Repeat every record exactly as written.

(GIVEN RECORDS)
*** Begin section ***

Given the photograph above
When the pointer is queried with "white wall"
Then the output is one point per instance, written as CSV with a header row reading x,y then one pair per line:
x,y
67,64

*** End section ***

(THE COMPLETED TASK)
Given the photograph above
When the pointer is queried with "white wall"
Then the output is one point per instance, written as CSV with a header row reading x,y then one pair per line:
x,y
67,64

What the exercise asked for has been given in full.